# EXERCISE REQUIREMENTS:
Write the next few sentences of the news article below about Sister André's recovery from the coronavirus, picking up after its final sentence.

# SOURCE EXTRACT:
● ● ●

Sister André has lived through the 1918 flu pandemic, two World Wars and “many sad events,” she once said. As Europe’s oldest known person, she turns 117 on Thursday and has now accomplished another feat: defeating the coronavirus, with barely any complication.
“She’s recovered, along with all the residents here,” said David Tavella, the spokesman at the Ste. Catherine Labouré nursing home in Toulon, a city in southeastern France, where Sister André lives. “She is calm, very radiant and she is quite looking forward to celebrating her 117th birthday,” he said, adding that the home’s most famous resident was resting on Wednesday and needed a break from interviews.
The coronavirus swept through the nursing home last month, just as nurses began consulting residents about vaccinations; 81 of its 88 residents became infected, including Sister André, and 11 eventually died.
Mr. Tavella said that until last month no case had been detected in the nursing home since the beginning of the pandemic. Still, the outbreak was a stark reminder that the virus has been devastating in places where the most vulnerable reside, even with stringent restrictions that have turned many care homes into fortresses.
Sister André remained isolated for weeks and felt a bit “patraque,” or off color, Mr. Tavella said, but she blamed the virus and not her age. She slept more than usual, but she prayed and remained asymptomatic. This week, she became the oldest known person to have survived Covid-19.

● ● ●

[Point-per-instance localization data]
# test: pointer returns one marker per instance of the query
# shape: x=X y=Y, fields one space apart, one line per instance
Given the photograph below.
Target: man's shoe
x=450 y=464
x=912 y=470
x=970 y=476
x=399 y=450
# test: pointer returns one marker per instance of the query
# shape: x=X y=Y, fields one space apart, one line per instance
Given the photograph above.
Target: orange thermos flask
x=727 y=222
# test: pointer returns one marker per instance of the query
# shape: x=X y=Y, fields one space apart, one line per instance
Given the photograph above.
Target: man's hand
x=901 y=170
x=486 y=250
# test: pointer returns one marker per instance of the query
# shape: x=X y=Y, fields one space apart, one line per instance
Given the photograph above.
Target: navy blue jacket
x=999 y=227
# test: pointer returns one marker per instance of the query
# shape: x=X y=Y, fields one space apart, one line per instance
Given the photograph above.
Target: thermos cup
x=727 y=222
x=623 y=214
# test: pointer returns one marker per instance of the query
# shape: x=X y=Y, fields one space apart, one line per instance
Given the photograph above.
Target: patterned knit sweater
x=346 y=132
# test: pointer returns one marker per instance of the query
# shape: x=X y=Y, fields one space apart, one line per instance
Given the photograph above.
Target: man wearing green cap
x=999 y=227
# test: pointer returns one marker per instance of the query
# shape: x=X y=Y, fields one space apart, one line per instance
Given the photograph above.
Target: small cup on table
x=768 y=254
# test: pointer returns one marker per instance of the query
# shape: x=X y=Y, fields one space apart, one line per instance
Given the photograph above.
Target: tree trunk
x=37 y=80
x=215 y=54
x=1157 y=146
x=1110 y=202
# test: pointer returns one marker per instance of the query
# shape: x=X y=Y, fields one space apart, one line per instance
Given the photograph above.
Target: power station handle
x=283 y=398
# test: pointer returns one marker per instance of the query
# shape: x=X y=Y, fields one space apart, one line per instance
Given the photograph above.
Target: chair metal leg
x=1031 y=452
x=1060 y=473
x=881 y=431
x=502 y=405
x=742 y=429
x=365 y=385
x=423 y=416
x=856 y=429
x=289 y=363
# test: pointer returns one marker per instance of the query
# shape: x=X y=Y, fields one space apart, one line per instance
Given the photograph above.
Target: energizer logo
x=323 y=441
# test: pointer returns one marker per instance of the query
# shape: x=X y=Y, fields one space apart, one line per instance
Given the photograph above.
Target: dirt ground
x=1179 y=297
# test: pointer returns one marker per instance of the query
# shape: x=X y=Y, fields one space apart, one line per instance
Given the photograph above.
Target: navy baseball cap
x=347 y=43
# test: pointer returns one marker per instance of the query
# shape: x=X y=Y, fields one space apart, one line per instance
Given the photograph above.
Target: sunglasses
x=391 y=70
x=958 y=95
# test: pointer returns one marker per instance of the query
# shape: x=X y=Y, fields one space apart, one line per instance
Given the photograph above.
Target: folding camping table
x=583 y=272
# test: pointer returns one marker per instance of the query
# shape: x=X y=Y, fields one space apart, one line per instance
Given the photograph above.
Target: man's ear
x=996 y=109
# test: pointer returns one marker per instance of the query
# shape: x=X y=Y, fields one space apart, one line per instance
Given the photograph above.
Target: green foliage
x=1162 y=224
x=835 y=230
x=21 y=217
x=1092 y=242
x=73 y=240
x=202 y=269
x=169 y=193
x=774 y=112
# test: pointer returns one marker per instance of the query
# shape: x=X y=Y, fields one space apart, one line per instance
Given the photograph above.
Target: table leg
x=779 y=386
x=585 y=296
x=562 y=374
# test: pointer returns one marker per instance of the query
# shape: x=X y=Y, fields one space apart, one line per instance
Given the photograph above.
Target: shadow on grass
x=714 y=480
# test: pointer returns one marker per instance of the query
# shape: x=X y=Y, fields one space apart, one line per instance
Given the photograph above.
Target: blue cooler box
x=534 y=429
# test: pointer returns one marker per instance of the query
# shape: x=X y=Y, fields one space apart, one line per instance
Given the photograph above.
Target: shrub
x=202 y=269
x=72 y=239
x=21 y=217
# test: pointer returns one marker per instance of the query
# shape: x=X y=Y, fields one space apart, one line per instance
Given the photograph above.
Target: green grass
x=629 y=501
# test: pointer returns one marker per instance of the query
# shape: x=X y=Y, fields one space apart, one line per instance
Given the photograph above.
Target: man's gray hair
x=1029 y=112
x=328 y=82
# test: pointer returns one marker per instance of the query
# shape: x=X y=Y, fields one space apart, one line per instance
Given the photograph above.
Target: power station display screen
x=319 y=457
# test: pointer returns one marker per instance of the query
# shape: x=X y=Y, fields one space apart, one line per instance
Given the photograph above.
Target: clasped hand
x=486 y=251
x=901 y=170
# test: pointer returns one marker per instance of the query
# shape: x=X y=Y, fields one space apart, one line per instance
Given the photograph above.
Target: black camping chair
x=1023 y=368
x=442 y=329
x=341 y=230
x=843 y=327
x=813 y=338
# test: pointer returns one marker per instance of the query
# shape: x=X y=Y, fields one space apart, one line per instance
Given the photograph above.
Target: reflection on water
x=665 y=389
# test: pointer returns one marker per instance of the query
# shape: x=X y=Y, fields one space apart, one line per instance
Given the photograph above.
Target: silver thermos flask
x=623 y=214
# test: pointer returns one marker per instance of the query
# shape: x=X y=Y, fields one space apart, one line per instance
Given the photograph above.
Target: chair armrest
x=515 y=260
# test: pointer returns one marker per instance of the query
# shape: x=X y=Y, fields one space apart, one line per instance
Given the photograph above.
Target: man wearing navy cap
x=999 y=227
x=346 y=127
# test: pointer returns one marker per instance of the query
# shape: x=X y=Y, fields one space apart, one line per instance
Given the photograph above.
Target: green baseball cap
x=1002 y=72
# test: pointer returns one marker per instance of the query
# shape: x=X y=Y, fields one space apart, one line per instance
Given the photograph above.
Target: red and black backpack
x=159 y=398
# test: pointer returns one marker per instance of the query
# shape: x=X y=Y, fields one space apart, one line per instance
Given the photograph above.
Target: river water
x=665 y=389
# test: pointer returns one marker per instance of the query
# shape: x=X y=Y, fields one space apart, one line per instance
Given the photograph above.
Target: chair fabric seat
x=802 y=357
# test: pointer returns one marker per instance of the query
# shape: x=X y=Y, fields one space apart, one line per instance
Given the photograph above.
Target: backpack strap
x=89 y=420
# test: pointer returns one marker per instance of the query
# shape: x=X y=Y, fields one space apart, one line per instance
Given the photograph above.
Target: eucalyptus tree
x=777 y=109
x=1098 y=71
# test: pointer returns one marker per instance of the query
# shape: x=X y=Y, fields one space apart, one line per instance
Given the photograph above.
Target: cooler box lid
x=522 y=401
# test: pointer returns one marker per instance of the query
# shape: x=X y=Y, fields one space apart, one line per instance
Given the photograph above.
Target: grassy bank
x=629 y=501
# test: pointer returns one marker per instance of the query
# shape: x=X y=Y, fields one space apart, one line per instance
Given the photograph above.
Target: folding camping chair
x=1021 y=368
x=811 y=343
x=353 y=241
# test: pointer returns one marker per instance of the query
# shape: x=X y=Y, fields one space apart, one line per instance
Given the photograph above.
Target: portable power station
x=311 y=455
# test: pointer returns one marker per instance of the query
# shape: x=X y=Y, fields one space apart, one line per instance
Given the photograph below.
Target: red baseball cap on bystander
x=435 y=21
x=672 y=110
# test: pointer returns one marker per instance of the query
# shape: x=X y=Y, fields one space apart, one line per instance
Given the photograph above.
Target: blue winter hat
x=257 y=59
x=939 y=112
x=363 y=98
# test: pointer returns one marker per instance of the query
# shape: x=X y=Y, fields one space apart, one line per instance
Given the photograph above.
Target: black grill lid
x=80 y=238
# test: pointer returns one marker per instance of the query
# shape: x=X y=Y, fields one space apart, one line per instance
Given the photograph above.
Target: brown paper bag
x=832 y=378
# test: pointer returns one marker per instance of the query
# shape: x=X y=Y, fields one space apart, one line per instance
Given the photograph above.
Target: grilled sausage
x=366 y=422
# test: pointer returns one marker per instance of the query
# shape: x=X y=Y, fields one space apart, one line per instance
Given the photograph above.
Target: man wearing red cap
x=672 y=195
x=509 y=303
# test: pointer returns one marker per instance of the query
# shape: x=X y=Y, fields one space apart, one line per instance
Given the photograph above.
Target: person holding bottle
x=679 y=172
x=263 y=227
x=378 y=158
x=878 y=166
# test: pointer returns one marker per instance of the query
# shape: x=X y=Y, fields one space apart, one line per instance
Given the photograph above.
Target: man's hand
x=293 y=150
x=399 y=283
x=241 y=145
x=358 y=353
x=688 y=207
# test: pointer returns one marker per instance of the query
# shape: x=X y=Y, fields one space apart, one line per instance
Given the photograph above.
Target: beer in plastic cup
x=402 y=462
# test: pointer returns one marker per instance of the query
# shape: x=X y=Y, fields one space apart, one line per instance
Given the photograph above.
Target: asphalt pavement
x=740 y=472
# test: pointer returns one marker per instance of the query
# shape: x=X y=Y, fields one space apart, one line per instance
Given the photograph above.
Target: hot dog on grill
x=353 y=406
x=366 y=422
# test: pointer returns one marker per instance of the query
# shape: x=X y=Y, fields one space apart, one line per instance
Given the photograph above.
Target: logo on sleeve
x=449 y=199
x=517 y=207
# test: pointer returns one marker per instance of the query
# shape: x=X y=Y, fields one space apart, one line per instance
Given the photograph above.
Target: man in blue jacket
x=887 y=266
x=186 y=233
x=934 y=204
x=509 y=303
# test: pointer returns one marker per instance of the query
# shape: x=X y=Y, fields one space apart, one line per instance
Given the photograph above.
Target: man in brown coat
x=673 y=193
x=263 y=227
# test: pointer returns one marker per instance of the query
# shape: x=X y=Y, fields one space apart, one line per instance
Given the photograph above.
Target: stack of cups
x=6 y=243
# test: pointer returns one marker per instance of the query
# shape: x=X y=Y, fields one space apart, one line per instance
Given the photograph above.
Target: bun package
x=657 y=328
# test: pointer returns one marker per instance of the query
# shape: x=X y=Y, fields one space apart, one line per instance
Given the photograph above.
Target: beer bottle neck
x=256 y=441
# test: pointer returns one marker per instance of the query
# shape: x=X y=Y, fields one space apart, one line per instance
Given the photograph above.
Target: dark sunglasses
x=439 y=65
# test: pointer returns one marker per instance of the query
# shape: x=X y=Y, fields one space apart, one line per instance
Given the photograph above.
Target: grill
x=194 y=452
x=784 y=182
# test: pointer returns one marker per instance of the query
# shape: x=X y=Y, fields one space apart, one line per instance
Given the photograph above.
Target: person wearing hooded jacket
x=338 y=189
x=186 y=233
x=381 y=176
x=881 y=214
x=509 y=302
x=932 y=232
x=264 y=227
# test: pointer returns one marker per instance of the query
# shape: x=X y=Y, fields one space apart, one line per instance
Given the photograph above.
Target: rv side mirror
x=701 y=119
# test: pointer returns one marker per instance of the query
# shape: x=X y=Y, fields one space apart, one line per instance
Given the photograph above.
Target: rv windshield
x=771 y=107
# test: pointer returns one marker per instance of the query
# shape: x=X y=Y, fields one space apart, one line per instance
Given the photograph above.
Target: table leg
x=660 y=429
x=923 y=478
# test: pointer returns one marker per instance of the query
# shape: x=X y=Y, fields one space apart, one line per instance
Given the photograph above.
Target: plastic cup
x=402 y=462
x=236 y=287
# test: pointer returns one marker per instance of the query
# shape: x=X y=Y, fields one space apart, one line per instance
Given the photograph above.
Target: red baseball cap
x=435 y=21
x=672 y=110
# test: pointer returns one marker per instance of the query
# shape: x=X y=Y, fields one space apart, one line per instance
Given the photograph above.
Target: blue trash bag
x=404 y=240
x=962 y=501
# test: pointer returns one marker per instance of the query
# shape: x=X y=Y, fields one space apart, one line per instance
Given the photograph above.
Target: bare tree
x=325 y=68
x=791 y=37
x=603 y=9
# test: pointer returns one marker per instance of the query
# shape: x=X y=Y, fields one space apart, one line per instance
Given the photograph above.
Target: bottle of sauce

● ● ●

# TASK ANSWER:
“She kept telling me, ‘I’m not afraid of Covid because I’m not afraid of dying, so give my vaccine doses to those who need them,’” Mr. Tavella said.
Sister André’s story has made headlines in France, providing some uplifting news in a country where thousands of nursing home residents have died.
France began vaccinating health care workers this week, but the authorities have faced criticism for a sluggish rollout as France continues to struggle with a rising number of infections, and no end to restrictions in sight. As of Wednesday, 2.2 million people had been vaccinated, less than 3 percent of the population.
In other developments around the world:
The coronavirus variant first detected in Britain is going “to sweep the world, in all probability,” the director of the country’s genetic surveillance program, Sharon Peacock, told the BBC on Thursday. The variant, known as B.1.1.7., has been detected in 75 countries, including the United States.